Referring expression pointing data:
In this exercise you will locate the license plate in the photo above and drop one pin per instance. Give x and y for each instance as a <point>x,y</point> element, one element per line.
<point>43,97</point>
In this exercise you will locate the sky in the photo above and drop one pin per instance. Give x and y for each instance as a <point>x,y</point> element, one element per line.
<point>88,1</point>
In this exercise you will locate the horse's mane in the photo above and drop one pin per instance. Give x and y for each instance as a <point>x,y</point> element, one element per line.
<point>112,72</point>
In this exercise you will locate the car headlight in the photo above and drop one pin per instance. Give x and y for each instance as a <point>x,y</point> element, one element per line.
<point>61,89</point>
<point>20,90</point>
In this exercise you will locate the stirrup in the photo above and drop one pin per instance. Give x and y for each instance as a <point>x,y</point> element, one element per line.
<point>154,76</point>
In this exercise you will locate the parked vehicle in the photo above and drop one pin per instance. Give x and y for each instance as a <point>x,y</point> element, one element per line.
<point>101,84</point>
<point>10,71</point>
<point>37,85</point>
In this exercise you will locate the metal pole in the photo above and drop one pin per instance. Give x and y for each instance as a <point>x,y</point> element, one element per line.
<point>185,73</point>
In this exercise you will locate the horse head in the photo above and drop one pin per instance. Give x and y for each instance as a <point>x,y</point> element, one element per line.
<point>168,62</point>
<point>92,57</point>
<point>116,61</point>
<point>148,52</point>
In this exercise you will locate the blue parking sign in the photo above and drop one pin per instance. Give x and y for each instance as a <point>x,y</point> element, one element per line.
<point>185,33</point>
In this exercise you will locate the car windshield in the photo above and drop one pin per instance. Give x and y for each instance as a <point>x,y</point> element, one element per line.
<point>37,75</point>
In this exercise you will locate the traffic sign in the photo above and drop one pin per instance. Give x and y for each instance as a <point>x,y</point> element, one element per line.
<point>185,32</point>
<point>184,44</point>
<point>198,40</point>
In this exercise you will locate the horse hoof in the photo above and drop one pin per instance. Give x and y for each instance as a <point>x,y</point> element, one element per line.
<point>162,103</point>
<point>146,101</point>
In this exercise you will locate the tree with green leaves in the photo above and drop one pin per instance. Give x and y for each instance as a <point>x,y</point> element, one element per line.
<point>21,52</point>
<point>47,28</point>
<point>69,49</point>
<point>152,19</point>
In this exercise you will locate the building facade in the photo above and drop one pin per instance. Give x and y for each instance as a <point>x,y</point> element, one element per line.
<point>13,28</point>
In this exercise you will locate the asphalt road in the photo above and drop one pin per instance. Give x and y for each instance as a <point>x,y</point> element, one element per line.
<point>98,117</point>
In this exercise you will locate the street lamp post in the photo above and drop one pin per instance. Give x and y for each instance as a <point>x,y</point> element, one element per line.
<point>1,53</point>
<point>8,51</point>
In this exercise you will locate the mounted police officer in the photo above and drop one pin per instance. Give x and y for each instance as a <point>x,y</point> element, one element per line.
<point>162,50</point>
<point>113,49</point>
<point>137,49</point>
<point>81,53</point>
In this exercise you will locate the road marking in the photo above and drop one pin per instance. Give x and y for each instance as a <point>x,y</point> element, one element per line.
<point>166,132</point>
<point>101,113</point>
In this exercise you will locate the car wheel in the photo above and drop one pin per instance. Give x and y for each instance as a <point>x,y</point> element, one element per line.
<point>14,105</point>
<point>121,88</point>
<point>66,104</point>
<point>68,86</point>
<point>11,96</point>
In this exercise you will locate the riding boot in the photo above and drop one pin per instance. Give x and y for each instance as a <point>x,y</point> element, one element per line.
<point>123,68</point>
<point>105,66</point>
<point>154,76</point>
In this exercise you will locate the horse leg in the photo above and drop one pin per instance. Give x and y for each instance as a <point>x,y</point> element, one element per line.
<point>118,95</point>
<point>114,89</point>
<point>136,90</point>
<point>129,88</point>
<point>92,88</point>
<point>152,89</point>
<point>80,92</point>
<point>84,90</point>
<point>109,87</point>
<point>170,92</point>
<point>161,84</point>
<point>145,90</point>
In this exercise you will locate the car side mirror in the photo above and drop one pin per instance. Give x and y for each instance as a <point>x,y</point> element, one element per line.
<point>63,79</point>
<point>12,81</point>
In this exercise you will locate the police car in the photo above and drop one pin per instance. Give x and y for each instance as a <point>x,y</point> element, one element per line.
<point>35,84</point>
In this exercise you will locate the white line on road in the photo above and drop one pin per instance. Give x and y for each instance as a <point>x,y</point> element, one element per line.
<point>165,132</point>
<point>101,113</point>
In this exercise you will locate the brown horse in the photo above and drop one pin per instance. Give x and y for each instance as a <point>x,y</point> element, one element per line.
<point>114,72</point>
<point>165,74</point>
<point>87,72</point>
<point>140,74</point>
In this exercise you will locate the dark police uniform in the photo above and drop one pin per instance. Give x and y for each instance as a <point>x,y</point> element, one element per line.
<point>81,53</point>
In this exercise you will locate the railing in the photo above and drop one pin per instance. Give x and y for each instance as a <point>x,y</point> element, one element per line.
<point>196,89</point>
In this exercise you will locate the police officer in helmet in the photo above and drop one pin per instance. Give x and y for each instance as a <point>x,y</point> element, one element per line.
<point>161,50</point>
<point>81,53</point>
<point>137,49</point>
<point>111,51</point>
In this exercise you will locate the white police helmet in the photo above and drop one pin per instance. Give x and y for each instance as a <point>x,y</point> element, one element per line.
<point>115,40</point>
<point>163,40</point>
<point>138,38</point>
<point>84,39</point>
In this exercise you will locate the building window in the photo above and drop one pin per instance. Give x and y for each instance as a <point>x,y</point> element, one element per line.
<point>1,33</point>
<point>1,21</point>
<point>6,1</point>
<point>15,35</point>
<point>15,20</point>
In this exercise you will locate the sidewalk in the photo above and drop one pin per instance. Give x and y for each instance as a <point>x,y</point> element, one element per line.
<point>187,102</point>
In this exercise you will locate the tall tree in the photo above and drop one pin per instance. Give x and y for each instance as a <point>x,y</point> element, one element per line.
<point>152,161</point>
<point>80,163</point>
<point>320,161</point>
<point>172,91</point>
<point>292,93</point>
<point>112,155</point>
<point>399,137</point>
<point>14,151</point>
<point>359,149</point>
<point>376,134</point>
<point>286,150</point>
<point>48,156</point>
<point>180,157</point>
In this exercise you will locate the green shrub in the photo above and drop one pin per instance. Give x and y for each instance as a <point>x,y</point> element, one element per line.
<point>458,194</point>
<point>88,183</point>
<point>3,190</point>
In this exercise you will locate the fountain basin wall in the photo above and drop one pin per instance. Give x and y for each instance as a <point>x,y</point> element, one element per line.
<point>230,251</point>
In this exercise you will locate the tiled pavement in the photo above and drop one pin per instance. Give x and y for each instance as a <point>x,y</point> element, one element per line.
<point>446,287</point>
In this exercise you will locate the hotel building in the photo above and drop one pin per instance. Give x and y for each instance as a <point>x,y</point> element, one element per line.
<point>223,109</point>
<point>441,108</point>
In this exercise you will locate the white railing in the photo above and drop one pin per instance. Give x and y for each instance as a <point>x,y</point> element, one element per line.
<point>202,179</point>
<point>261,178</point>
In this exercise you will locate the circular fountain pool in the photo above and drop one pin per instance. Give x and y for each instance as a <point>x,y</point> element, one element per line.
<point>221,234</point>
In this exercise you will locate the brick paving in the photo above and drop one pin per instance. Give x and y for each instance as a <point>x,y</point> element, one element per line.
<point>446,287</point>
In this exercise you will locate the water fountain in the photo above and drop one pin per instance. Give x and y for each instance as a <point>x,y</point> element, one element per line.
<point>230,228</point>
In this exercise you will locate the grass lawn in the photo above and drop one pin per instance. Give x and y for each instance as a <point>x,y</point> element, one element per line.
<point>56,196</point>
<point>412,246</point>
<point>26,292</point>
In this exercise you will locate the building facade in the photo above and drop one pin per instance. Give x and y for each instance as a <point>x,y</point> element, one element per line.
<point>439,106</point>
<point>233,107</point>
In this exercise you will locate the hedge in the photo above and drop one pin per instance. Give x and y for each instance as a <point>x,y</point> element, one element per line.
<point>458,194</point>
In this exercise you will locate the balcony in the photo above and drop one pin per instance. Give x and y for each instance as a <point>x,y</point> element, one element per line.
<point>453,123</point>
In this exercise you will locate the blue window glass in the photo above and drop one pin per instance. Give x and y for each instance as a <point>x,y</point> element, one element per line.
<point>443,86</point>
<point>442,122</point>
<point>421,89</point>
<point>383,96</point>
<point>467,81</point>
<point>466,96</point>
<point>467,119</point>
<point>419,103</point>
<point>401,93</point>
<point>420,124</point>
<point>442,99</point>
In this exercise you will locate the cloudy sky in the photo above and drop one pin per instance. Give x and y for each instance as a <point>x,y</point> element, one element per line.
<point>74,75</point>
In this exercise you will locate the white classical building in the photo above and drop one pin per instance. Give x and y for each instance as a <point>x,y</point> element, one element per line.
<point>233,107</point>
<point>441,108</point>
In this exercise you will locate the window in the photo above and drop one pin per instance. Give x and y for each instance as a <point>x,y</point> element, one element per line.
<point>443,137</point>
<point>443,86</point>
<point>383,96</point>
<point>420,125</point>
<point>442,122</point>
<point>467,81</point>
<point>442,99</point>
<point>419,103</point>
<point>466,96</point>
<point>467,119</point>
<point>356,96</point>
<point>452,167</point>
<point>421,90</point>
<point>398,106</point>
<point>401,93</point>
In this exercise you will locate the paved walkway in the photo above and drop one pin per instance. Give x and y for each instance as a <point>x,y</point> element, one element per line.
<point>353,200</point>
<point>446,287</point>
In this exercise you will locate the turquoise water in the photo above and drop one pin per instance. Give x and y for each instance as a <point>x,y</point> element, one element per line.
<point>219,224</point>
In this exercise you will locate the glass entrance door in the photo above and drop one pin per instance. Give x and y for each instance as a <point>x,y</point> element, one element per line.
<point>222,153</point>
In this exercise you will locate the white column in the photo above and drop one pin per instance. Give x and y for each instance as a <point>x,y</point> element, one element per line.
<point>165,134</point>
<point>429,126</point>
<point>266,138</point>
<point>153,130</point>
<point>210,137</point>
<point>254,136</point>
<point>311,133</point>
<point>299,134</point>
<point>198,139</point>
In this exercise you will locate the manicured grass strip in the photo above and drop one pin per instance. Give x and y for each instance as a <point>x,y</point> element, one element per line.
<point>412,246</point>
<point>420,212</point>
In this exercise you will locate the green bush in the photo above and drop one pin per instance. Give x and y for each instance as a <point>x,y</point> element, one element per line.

→ **EXERCISE AIM**
Include both ends. Return the line holding "In this exercise you will locate the manicured" and all lines after it in the records above, exactly as written.

→ **SOLUTION TO THIS EXERCISE**
In this exercise you will locate the manicured grass strip in the photo above and drop one pin per instance. Give x and y for each instance as a <point>x,y</point> element, one element per line.
<point>412,246</point>
<point>420,212</point>
In this exercise you will locate the green bush in the photo above and drop one pin per instance. Give x and y for each instance as a <point>x,y</point> element, one element per line.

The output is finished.